Location annotation dataset excerpts
══════

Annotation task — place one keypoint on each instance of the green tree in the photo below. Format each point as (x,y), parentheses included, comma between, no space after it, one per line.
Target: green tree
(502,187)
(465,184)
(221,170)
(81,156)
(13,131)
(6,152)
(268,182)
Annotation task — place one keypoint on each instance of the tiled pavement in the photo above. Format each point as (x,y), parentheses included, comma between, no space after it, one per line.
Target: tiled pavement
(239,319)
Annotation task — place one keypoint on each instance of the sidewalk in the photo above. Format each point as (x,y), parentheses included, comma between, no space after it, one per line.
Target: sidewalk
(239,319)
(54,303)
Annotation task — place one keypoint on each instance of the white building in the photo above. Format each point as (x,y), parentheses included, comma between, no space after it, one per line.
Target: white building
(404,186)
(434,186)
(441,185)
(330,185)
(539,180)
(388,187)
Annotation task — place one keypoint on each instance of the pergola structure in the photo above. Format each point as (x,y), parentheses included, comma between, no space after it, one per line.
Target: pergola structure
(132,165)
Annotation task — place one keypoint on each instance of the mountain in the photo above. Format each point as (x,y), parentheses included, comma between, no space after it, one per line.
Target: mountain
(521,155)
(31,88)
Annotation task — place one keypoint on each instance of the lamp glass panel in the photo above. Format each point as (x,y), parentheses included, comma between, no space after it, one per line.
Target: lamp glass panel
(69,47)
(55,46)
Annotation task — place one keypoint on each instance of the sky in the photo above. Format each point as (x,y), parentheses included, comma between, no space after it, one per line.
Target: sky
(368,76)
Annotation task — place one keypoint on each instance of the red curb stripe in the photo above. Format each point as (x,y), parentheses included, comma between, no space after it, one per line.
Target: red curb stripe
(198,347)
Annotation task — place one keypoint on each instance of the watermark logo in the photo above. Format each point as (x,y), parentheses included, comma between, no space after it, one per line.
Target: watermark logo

══════

**WHAT IS NEEDED:** Return all of the records above word for word, keeping every line unchanged and in its original order.

**OUTPUT BELOW:**
Annotation task — place one keypoint on each instance of the green tree in the photo below. Format each point as (x,y), parentheses included, comma between, no space after it, one per line.
Target: green tree
(502,187)
(465,184)
(221,170)
(81,156)
(13,131)
(6,152)
(268,182)
Annotation task — place one keypoint on each instance of the tiled pavement in the photo above. Format each point as (x,y), parentheses included, comma between, no space after it, one per line.
Target: tiled pavement
(239,319)
Annotation task — place one keypoint on each instance of the sidewalk in the photo above. Format each point as (x,y), parentheses included, comma between, no space after it, one per line.
Target: sidewalk
(239,319)
(54,303)
Annotation task — place one keypoint on each instance of the white building in the photo above. Format each point as (x,y), parentheses included, comma between, no space after it, one per line.
Target: white building
(404,186)
(434,186)
(441,185)
(330,185)
(539,180)
(388,187)
Annotation task — place one keypoint on each instance of the pergola structure in the photo above. Format each point as (x,y), parentheses included, comma between, no space after it, one per line.
Target: pergola structure
(132,165)
Annotation task — place one keypoint on each instance of the mountain in the photo above. Format each point as (x,y), parentheses included, comma between, no space after it, one per line.
Target: mountain
(521,155)
(31,88)
Annotation task — place one keypoint on each instance of the lamp glass panel in the photo above. Format each point as (x,y), parentheses included, comma between, no space after it, one per line.
Target: lamp glass panel
(69,47)
(55,46)
Annotation task — place one keypoint on each instance of the sky in the photo above. Format each point as (x,y), parentheses included, comma between, no space after it, one per line.
Target: sky
(368,76)
Annotation task — place one keypoint on each instance of the red curb stripe in the photo above. Format each point as (x,y), parentheses included, comma between, no space after it, one per line.
Target: red curb stripe
(198,347)
Annotation task — place one keypoint on each instance of the watermark logo in the photo above. Format each point as (x,y), parentheses included, comma between, no space after it, one per line.
Target: watermark logo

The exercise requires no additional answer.